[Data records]

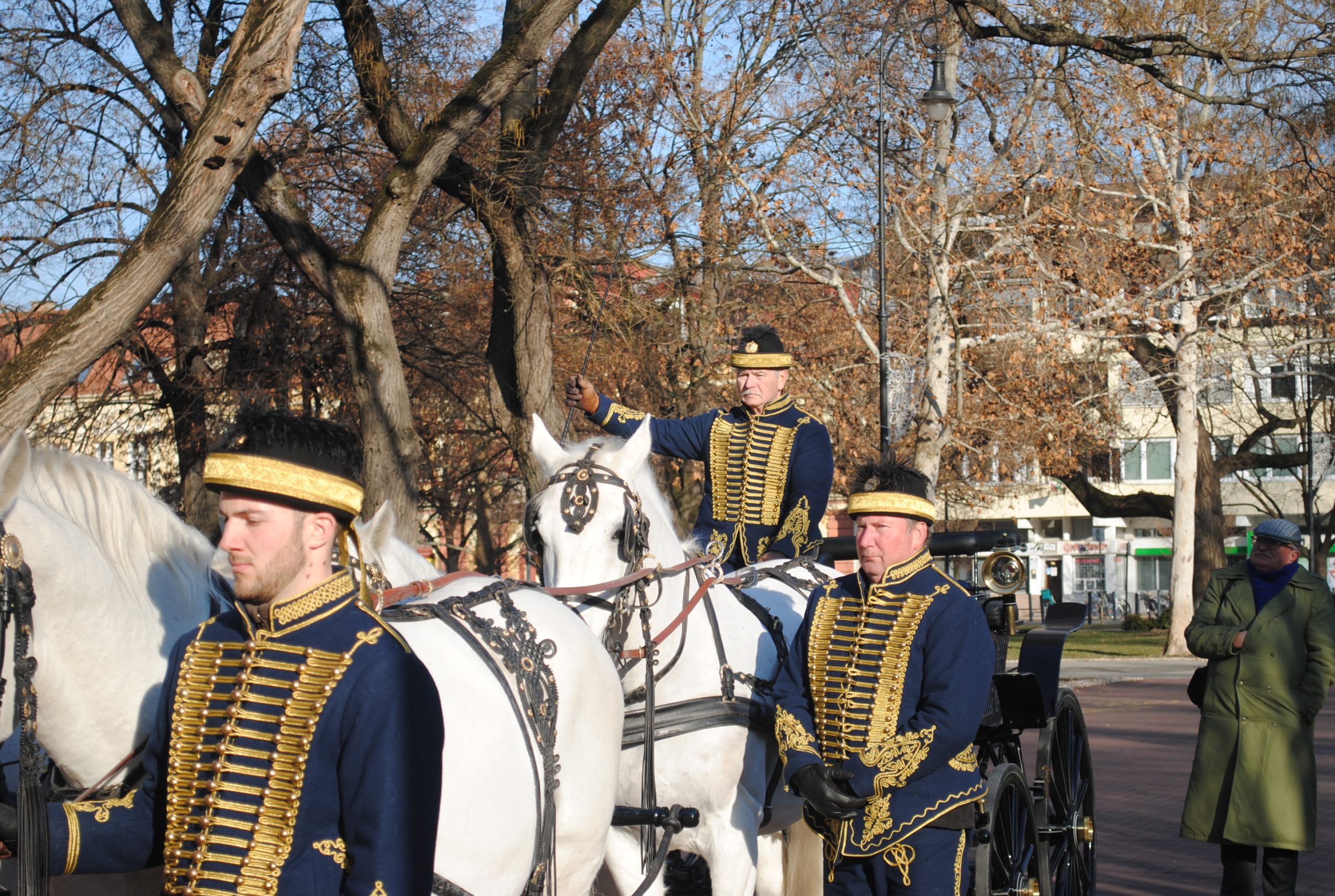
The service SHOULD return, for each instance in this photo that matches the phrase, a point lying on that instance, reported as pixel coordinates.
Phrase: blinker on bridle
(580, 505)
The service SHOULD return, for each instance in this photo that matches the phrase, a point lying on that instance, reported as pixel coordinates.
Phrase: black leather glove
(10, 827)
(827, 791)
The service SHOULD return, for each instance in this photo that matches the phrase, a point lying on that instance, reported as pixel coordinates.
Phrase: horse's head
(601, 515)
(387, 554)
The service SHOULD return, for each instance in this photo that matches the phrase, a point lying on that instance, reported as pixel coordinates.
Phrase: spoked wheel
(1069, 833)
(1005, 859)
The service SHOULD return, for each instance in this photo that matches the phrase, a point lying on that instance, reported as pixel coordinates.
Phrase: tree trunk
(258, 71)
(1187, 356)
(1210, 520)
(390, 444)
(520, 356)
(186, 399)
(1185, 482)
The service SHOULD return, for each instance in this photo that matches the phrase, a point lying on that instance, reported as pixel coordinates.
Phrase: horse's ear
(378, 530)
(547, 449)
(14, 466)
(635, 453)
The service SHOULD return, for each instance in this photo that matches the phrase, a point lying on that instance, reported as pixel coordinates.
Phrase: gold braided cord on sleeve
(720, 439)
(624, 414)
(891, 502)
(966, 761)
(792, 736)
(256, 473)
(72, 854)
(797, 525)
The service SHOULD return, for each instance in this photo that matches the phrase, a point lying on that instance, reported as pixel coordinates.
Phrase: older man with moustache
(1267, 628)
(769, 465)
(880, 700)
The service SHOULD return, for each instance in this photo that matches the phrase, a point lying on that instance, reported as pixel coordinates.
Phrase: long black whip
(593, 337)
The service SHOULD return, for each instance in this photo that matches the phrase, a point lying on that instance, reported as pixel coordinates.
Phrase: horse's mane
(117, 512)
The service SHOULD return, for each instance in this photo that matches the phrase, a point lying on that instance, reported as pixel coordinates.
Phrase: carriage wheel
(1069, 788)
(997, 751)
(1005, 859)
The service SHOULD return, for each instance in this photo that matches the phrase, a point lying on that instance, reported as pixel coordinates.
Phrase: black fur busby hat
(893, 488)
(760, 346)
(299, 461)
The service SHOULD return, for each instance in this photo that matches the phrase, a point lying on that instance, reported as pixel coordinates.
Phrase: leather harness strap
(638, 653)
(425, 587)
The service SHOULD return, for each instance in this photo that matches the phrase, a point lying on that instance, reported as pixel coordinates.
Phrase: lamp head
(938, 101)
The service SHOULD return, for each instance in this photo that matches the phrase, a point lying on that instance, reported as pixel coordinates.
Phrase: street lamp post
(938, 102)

* * *

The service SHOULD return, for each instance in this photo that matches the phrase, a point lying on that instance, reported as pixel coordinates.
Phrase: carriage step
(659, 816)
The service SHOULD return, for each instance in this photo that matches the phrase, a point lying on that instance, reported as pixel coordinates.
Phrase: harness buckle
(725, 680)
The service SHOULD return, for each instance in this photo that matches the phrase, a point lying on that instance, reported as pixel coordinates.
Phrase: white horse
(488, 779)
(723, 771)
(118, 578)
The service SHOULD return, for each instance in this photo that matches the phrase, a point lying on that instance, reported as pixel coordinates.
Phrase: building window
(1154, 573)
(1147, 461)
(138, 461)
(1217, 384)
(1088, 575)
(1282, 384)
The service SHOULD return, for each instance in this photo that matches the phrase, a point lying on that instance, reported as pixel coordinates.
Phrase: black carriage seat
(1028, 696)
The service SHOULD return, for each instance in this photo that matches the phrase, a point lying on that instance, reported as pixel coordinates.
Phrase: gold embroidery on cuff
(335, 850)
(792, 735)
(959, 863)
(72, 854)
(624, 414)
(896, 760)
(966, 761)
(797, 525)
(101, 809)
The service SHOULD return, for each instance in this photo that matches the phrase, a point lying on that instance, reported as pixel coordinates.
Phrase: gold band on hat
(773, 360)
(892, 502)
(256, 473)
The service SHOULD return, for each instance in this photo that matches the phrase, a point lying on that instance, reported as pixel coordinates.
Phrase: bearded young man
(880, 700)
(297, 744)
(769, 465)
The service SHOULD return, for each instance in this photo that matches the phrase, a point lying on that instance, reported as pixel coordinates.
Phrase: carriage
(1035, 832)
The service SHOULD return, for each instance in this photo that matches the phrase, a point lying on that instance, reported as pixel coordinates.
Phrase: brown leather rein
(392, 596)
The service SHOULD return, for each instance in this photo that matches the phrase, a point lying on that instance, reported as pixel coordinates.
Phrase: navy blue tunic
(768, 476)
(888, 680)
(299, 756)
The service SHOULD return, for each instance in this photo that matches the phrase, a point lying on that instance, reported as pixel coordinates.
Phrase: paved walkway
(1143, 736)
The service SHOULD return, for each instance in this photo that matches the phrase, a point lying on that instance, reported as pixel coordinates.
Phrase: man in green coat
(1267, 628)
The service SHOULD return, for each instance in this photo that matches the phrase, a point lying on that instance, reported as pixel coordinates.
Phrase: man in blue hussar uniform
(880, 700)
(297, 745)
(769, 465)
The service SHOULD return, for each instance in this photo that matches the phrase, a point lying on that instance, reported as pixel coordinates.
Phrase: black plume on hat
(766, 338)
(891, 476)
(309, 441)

---

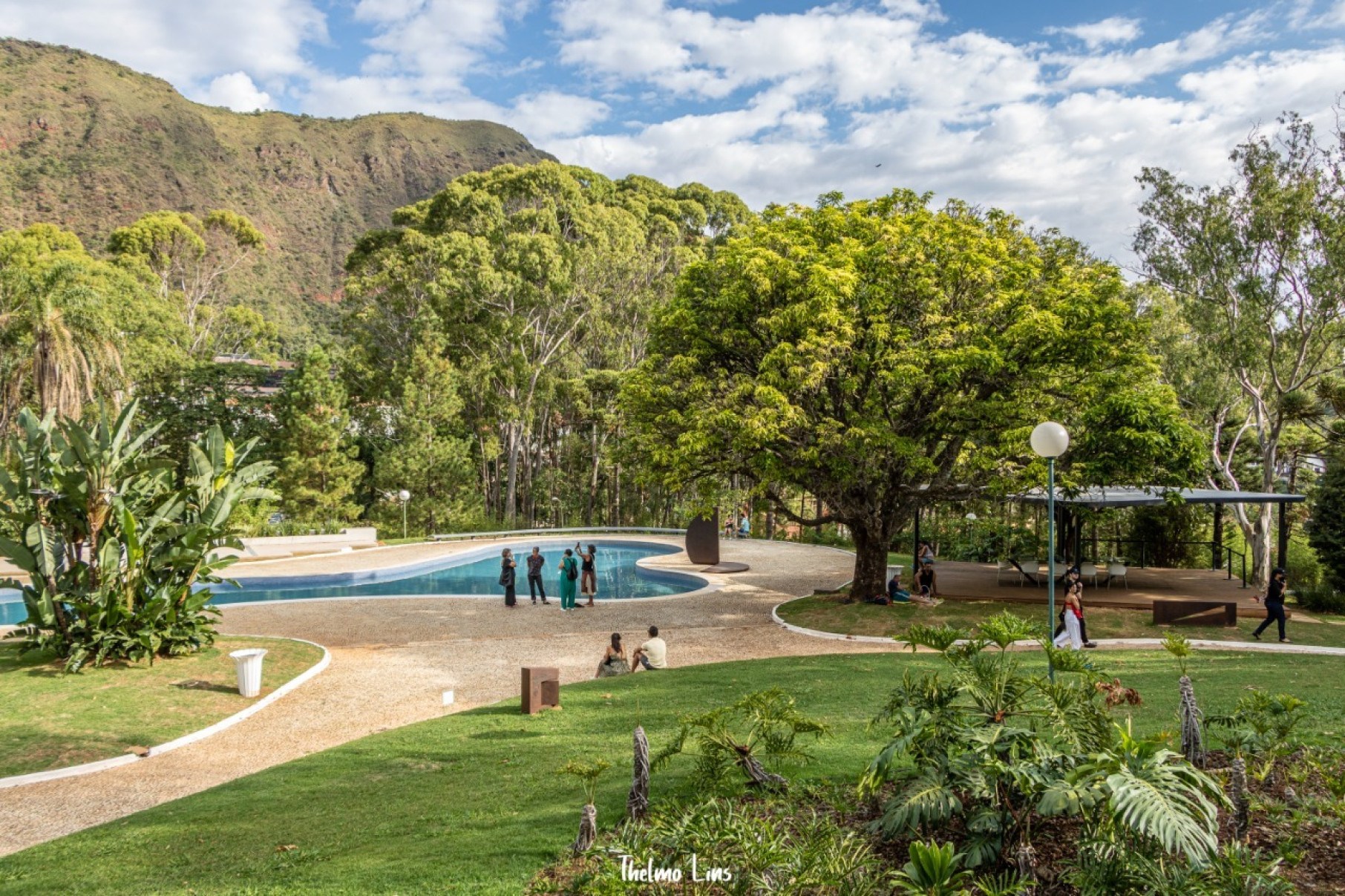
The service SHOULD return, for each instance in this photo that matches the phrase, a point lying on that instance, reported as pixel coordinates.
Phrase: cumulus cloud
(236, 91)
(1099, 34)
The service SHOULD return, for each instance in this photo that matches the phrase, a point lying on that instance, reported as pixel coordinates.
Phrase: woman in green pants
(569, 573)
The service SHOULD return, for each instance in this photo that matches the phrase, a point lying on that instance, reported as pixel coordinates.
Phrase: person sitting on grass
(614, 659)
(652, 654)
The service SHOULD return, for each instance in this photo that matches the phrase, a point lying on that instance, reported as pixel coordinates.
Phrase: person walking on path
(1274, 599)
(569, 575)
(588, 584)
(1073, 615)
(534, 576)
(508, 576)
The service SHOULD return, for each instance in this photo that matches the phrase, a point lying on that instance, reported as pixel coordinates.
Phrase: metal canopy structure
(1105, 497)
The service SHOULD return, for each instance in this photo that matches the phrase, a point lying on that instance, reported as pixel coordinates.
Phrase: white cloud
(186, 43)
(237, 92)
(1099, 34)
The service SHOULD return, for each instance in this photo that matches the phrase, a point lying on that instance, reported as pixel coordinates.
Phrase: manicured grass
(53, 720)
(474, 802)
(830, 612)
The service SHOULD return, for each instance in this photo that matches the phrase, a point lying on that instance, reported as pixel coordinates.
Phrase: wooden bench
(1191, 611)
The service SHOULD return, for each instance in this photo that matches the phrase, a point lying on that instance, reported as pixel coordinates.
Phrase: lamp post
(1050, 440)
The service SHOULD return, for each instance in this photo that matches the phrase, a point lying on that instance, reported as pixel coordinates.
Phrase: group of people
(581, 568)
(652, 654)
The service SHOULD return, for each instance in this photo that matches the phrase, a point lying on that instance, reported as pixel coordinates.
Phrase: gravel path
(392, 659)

What is asked »
Extract every line of the data records above that contains the string "path", treating uppercase and lowercase letters as distinct.

Complete response »
Phrase: person walking on path
Phrase: gravel path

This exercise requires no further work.